__Aim of the exercise__.
Resume the GitHub issue about ClickHouse preferring aliases to column names, starting right after its last line.

__Selected text__.
· · · · · · ·

PRQL / prql

PRQL is a modern language for transforming data — a simple, powerful, pipelined SQL replacement
https://prql-lang.org
Apache License 2.0
9.79k stars 212 forks source link

ClickHouse prefers aliases to column names #2827

Open eitsupi opened 1 year ago

eitsupi commented 1 year ago

From https://github.com/PRQL/prql/pull/2826#issuecomment-1588871068 and ClickHouse/ClickHouse#50921

In the following SQL, a DB other than ClickHouse (which are used in the tests in this repository) will interpret x in WHERE x == 1 as column x created by the CTE. But ClickHouse interpret x is -x AS x.

WITH _tab AS (
  select 1 AS x
)

SELECT -x AS x
FROM _tab
WHERE x == 1

The behavior can be changed by adding a SETTING clause.

WITH _tab AS (
  select 1 AS x
)

· · · · · · ·

__Data provided__.
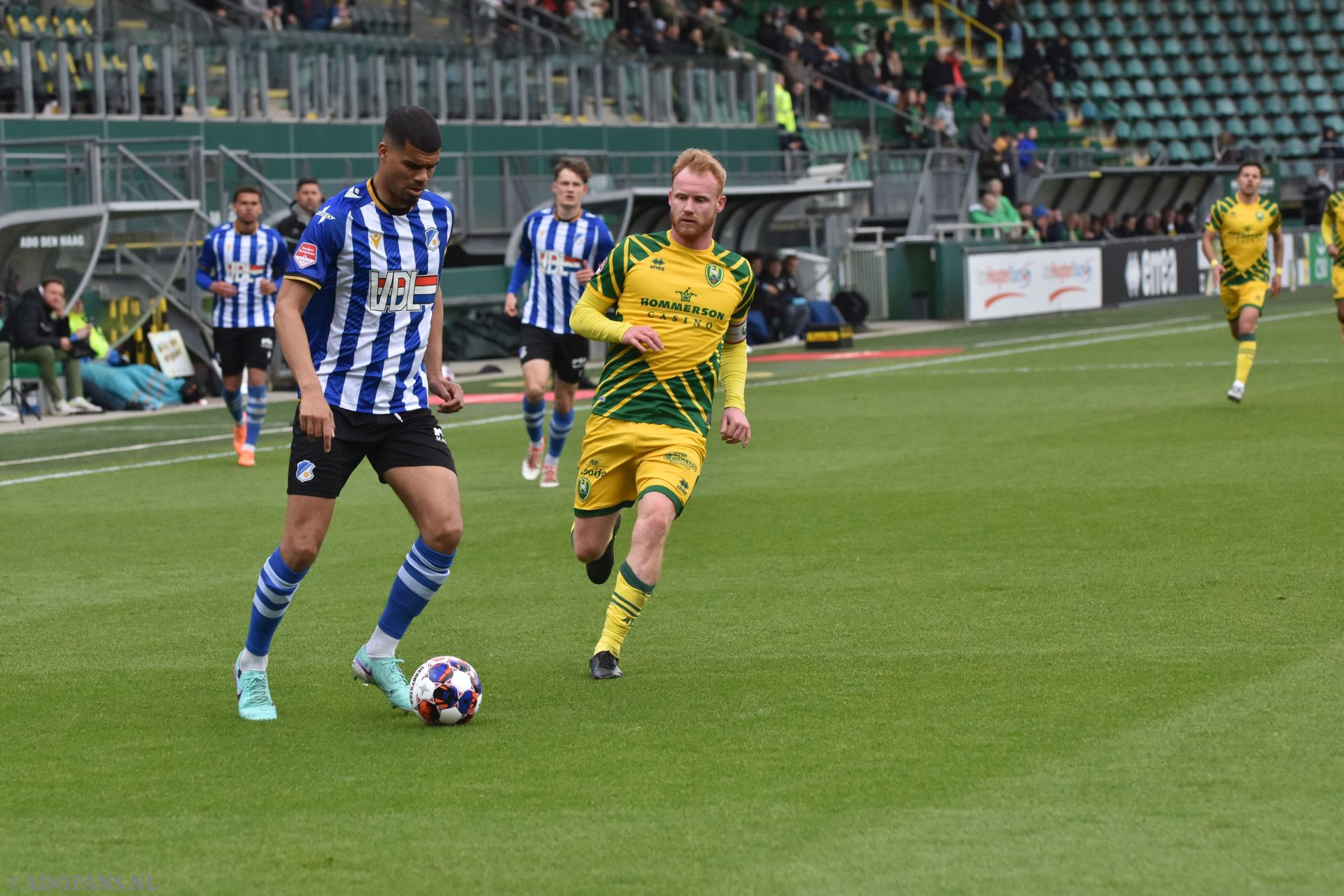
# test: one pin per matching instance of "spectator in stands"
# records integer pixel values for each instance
(984, 213)
(309, 15)
(1186, 219)
(819, 99)
(911, 121)
(39, 332)
(867, 74)
(1027, 149)
(945, 120)
(1329, 146)
(1317, 190)
(979, 137)
(308, 198)
(937, 73)
(1060, 59)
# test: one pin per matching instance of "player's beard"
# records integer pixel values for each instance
(694, 230)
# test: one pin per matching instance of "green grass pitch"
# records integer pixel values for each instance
(1049, 615)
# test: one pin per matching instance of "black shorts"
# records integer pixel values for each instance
(568, 354)
(410, 438)
(239, 347)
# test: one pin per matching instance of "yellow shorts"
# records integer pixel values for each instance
(1243, 296)
(622, 461)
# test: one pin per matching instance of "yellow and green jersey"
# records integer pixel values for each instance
(1242, 227)
(690, 298)
(1332, 225)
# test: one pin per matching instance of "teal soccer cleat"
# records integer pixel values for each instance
(386, 673)
(254, 703)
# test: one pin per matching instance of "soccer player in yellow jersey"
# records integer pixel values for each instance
(1332, 232)
(679, 308)
(1242, 222)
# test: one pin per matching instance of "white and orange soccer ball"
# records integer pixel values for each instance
(445, 691)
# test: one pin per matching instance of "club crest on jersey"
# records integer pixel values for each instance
(305, 255)
(400, 290)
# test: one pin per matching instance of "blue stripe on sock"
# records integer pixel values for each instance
(561, 426)
(234, 402)
(255, 413)
(267, 613)
(403, 603)
(533, 416)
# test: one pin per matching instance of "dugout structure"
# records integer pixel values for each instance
(128, 261)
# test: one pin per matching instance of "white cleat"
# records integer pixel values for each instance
(533, 463)
(550, 476)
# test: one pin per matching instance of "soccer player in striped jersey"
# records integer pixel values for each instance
(242, 264)
(360, 318)
(1241, 274)
(1332, 232)
(559, 250)
(680, 323)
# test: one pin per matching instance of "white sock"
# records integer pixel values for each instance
(381, 645)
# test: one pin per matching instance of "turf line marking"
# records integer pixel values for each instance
(815, 378)
(1093, 331)
(261, 449)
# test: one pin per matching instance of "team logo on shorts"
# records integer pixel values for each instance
(682, 458)
(305, 255)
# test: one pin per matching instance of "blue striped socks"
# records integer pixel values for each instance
(561, 425)
(421, 575)
(533, 415)
(276, 587)
(234, 402)
(255, 415)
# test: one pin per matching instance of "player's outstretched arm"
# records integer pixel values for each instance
(449, 391)
(315, 414)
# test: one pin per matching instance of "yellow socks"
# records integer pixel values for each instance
(1245, 356)
(626, 602)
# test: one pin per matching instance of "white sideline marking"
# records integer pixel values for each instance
(834, 375)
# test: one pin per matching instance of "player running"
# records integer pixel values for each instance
(1332, 232)
(1242, 277)
(561, 248)
(242, 264)
(360, 323)
(680, 304)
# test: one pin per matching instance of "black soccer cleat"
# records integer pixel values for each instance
(603, 665)
(601, 568)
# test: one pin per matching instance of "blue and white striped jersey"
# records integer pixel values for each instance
(244, 261)
(377, 277)
(550, 253)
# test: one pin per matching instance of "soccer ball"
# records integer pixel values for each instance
(445, 691)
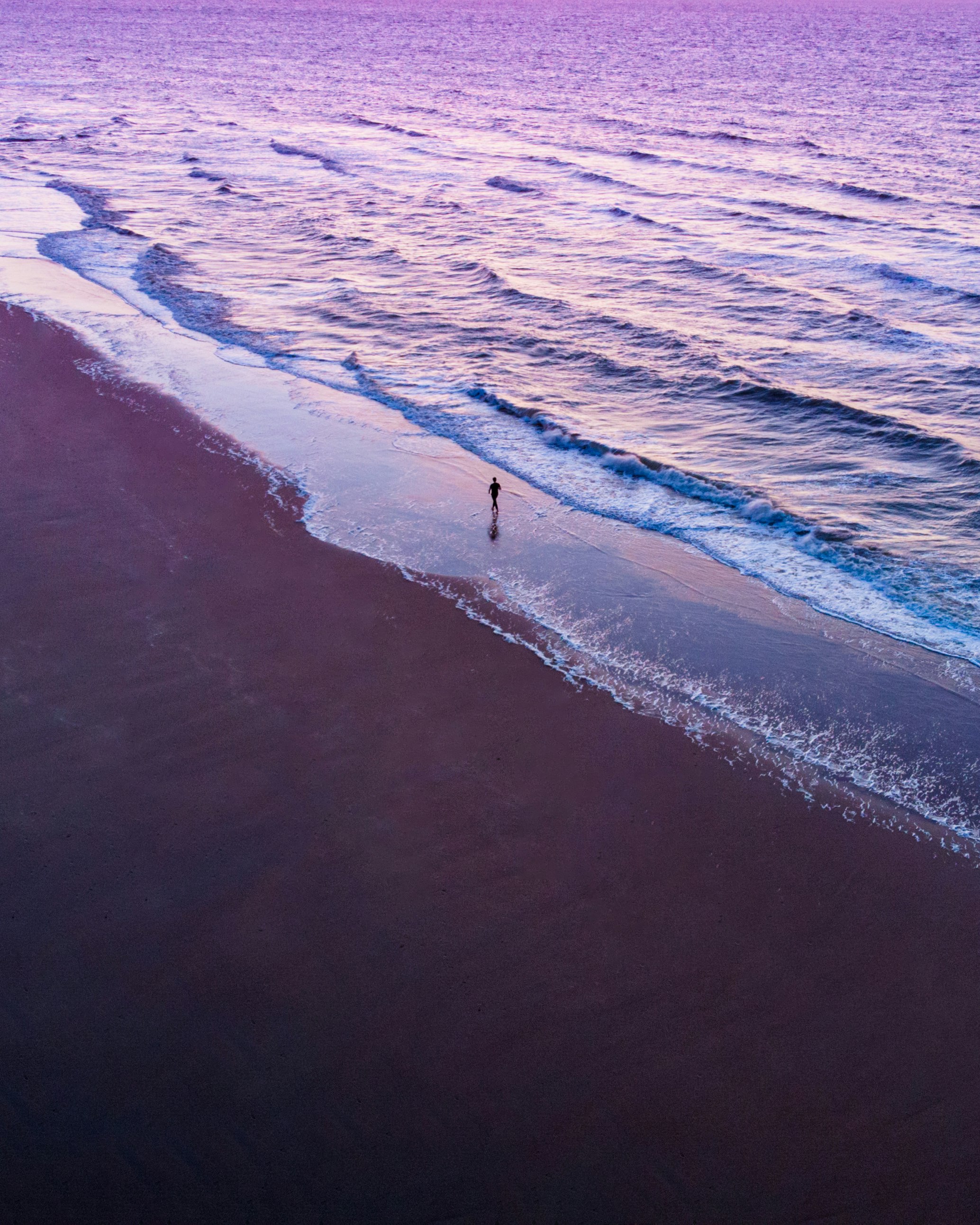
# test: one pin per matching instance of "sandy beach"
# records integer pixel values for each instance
(324, 903)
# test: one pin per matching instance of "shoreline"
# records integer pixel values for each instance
(327, 903)
(825, 704)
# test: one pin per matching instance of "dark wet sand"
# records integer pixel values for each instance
(323, 903)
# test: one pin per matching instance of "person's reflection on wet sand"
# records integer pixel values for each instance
(495, 512)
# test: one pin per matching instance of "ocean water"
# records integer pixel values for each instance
(711, 270)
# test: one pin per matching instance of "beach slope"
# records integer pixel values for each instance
(324, 903)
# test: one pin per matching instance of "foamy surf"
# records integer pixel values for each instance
(665, 630)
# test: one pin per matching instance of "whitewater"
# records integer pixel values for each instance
(711, 273)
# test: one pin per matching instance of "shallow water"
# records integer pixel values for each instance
(710, 272)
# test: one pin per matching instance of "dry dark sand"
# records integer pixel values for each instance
(323, 903)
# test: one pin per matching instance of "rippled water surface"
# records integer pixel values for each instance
(712, 270)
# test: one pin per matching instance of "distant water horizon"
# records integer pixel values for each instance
(711, 270)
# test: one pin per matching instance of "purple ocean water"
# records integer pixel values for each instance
(711, 271)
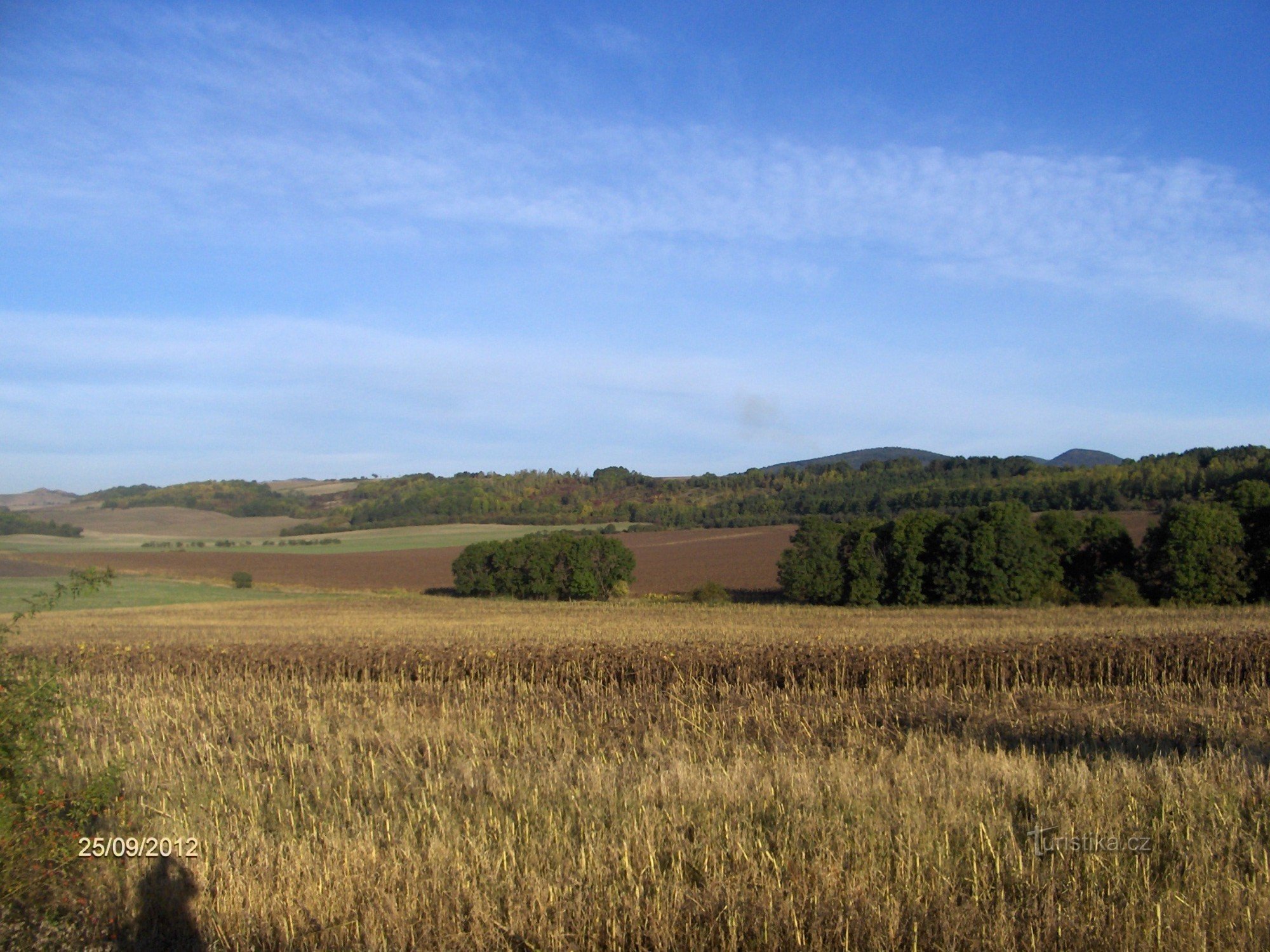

· · · · · · ·

__Result of this task__.
SELECT -x AS x
FROM _tab
WHERE x == 1
SETTINGS prefer_column_name_to_alias = 1

...or exec SET prefer_column_name_to_alias = 1; before querying.

I am wondering if prql-compiler can address this issue. For example, this problem occurs when compiling the following query:

https://github.com/PRQL/prql/blob/3c2860b7756f030841ce74c9960820b61920b919/prql-compiler/tests/integration/queries/genre_counts.prql#L2-L9

max-sixty commented 1 year ago

I think we could consider just adding that to every clickhouse query. It's less elegant than changing the SQL generation to avoid the problem — it means it's on every query.

But until it's more widely used, I would prioritize fixing bugs before adding these sorts of features by dialect (to the extent there's any tradeoff between those — if someone wants to do this then they're ofc welcome...)